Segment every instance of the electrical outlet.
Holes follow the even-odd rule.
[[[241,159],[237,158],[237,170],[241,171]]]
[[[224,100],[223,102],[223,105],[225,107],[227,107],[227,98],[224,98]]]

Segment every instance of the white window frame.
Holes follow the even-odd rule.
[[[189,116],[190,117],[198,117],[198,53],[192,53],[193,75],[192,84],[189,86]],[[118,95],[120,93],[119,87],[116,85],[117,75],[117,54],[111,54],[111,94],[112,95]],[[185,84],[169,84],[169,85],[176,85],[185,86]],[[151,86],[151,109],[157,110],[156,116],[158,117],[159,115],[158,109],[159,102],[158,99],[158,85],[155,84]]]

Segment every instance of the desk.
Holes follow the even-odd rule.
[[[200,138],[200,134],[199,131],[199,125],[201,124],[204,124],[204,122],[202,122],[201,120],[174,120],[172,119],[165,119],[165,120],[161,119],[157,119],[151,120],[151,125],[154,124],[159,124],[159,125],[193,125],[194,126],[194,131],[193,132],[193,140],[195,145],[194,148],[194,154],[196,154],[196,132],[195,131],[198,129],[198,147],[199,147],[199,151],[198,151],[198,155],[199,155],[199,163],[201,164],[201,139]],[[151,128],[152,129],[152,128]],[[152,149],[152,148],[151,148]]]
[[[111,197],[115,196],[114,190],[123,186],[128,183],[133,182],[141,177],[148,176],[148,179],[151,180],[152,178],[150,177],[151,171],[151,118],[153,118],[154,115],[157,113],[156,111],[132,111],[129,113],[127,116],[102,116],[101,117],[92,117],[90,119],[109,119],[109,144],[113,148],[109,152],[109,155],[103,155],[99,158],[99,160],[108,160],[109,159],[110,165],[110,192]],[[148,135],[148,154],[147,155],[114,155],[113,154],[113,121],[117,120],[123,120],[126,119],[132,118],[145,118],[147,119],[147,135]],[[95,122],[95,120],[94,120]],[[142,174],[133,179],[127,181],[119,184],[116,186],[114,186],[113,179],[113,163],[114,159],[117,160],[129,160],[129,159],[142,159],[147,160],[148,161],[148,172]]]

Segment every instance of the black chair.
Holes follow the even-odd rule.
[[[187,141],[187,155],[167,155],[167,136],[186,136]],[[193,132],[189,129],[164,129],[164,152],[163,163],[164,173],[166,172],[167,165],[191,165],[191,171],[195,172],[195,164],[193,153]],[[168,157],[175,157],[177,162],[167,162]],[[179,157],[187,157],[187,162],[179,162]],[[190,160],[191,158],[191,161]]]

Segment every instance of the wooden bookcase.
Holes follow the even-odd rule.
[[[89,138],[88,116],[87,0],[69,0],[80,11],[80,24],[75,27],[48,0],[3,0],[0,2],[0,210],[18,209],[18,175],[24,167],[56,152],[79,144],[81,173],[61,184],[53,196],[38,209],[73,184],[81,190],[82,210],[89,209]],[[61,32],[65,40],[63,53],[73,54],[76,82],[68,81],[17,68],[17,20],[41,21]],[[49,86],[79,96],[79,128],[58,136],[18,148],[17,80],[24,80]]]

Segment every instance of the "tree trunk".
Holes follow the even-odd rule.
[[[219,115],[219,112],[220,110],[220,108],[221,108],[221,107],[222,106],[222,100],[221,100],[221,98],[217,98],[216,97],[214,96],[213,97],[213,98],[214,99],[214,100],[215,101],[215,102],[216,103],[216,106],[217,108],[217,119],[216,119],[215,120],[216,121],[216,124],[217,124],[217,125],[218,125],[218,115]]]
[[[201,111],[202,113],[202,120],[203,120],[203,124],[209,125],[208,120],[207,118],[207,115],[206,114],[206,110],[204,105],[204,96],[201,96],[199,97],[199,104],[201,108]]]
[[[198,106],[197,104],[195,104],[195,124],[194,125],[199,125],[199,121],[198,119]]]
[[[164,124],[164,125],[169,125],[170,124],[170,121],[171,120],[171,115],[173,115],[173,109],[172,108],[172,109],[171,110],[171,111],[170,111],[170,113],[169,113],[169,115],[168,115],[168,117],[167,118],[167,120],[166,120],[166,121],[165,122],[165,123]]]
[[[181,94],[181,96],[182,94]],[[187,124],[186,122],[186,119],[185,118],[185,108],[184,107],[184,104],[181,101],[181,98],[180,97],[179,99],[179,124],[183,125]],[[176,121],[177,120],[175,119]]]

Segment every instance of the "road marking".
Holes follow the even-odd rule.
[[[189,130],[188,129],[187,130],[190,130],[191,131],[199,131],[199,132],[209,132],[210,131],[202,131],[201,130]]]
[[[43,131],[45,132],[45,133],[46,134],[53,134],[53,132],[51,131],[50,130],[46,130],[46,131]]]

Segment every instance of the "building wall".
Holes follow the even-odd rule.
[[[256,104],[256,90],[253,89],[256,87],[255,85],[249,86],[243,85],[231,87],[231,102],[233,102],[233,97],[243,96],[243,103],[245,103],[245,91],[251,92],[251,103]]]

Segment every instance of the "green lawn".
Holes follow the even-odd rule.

**What to do**
Which lines of the records above contain the word "every"? Pull out each of those lines and list them.

**Solution**
Segment every instance of the electrical outlet.
Segment every instance of the white window frame.
Segment every instance of the desk.
Segment every instance of the black chair.
Segment every instance of the wooden bookcase.
Segment every instance of the "tree trunk".
Segment every instance of the "road marking".
Segment every instance of the "building wall".
Segment every instance of the "green lawn".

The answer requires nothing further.